Whether you’re working from home, have a kid with the sniffles, or are otherwise trying to get ahead on meal planning, the Instant Pot can be your kitchen savior. Here are some of our favorite comfort food recipes for the electric pressure cooker. (If you haven’t yet cooked chicken noodle soup all in one pot, welcome to the delights of the IP!)
This classic pasta recipe is a prime example of why the Instant Pot is the star of the one-pot cooking fan club. It also offers further testimony as to how any dish that starts with frying bacon and ends with everything simmering together in the same pot culminates in a dish with the dense, savory flavor fundamental to many of our favorite comfort food classics.
Take traditional chicken noodle soup, swap out the noodles for hominy and traditional Mexican flavors like cumin, oregano, jalapeño and tomatillo, and you’ve got this outrageously good chicken posole. Finished with lime, cilantro and avocado, it’s just the thing for defeating colds, sitting on the porch, or an easy weeknight dinner—and it freezes well.
Braising usually takes hours, but a good electric pressure cooker can make short work of food that tastes just as good. This chicken dish is ready in about an hour. The key to its wonderfulness? A pressure-cooked bath in lemon juice, white wine, and shallots, plus a buttery basil sauce you pour on top.
Chicken isn’t the only thing the Instant Pot does right by. Because it breaks down proteins so well and so fast, it’s ideal for something like Sloppy Joes, which are a satisfying, comforting mish-mash of beef, tomato, chili and spicy flavors. (If you’re feeling adventurous, re-use the beef base in nachos later in the week!)
Seeing this golden soup in the freezer is enough to make you do the happy dance. How beautiful is it? Smooth and creamy, cashew-carrot soup draws on the flavors of traditional Indian cuisine. Leave out that crème fraîche (which you should also do if you’re freezing it), and it’s vegan. Fresh tarragon and a bevy of toasted chopped almonds are optional garnishes, but you’ll want them to be mandatory.
Even children tend to go wild for this smoky, meaty, kidney bean-based chili. (Dial down the two tablespoons of chili powder if you don’t want to hear howls of “Too spicy!”) It freezes well, it’s just as good on nachos as it is in a bowl, and it takes kindly to toppings like sour cream, shredded cheese, cilantro and scallions.

Problem requirements
Reproduce the Instant Pot text word for word, everything from "Even children tend" down to "cilantro and scallions.". Work only from the Instant Pot text.

Records drawn from a data source:
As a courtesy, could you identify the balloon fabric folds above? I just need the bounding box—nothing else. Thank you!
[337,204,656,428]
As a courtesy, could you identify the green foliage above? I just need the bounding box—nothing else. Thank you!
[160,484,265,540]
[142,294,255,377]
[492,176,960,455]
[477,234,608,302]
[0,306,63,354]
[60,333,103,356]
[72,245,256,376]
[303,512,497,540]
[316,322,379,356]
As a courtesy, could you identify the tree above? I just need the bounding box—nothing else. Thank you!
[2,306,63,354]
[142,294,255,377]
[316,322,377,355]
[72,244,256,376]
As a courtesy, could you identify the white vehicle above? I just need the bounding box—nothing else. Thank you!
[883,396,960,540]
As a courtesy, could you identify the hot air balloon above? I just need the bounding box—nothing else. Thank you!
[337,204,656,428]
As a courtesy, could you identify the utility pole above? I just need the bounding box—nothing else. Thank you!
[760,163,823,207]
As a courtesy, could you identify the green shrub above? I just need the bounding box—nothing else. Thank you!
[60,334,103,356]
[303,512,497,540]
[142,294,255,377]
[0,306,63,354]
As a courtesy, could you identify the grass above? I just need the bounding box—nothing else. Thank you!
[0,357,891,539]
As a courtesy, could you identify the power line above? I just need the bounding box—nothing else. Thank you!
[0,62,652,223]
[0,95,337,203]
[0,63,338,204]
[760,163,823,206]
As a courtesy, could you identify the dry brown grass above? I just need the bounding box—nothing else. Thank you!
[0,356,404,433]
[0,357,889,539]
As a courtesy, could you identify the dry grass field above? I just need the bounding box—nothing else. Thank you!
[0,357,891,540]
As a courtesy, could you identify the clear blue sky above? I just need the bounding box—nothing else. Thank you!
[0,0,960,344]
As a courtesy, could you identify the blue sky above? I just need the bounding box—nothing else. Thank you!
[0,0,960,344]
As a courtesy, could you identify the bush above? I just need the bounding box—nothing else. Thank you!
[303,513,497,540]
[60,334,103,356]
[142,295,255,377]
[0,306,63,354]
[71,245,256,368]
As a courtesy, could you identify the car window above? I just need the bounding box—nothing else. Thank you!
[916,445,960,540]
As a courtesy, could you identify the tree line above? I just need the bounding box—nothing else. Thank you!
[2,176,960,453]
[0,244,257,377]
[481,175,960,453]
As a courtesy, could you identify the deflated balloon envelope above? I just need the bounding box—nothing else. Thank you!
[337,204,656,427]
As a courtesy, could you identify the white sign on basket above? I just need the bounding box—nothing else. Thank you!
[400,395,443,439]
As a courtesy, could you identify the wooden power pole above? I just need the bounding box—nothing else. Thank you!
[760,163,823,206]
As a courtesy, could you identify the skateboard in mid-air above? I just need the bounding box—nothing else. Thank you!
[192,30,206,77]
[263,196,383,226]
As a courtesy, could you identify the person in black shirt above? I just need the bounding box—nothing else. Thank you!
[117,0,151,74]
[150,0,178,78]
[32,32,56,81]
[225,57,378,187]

Expected answer
Even children tend to go wild for this smoky, meaty, kidney bean-based chili. (Dial down the two tablespoons of chili powder if you don’t want to hear howls of “Too spicy!”) It freezes well, it’s just as good on nachos as it is in a bowl, and it takes kindly to toppings like sour cream, shredded cheese, cilantro and scallions.